TASK REQUIREMENTS » Can you return every line of the material below that contains the word "strap"?

Dataset excerpt
+ + +

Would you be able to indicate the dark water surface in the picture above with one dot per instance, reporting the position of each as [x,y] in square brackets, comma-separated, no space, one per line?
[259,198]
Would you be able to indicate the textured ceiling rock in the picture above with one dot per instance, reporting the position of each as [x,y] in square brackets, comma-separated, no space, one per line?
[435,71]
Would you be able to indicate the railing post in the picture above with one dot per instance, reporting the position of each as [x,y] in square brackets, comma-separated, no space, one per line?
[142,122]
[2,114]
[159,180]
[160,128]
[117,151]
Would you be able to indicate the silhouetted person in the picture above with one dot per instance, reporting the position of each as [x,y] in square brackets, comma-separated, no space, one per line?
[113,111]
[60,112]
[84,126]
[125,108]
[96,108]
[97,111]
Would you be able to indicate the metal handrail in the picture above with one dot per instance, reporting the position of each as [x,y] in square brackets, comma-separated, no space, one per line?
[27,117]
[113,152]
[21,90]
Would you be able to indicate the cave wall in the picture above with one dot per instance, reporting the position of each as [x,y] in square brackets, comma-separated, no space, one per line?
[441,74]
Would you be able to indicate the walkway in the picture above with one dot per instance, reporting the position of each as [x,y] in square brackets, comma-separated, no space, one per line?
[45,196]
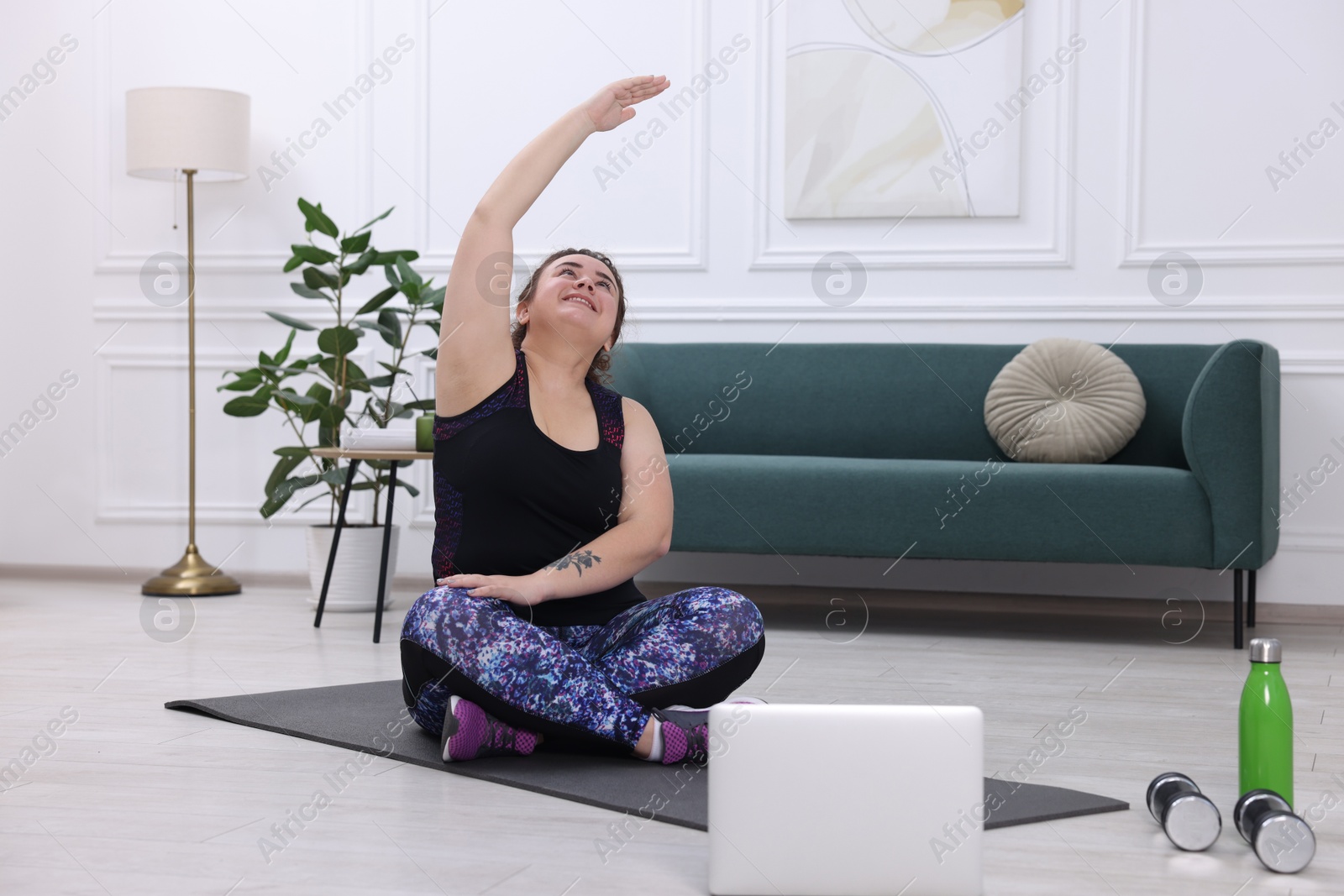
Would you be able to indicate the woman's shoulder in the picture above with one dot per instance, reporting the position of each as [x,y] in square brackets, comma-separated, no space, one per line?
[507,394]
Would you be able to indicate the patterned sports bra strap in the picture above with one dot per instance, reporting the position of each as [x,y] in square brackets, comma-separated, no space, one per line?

+ + +

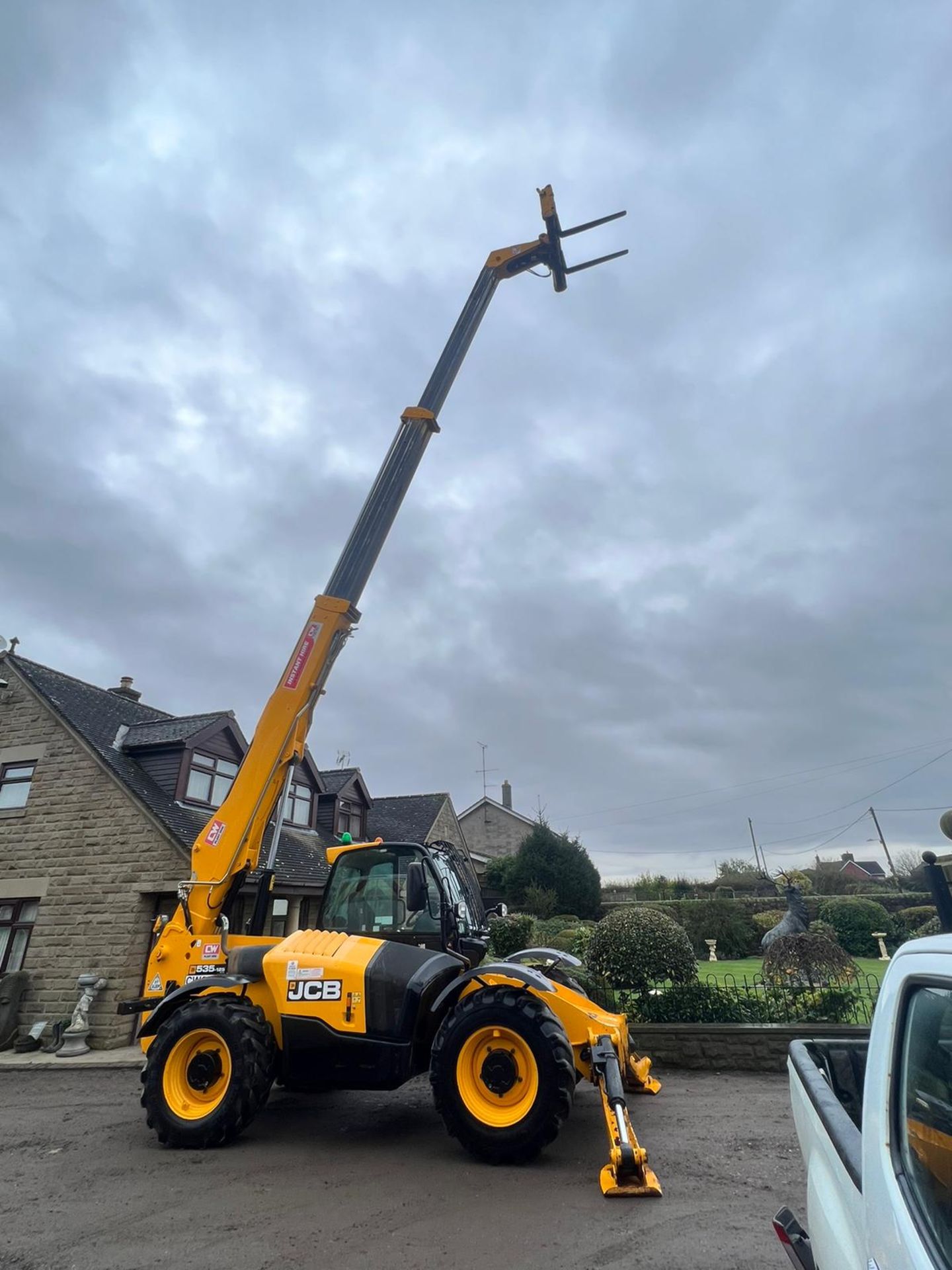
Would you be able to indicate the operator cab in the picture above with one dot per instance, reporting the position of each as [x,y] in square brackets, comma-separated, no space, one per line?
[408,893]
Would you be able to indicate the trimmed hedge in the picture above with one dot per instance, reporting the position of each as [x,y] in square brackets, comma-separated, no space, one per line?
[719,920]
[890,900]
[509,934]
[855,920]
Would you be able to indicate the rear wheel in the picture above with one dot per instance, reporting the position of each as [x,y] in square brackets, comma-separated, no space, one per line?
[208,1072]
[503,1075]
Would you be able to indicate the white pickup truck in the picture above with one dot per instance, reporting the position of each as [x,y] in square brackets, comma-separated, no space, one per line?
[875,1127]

+ + +

RESULT FOR THIS EXERCISE »
Would you be able to indicate the patterned sports bra strap in the picture above with one dot per instance, reporting the position of each as [x,y] in square brackets, comma-separated, no space, one per line?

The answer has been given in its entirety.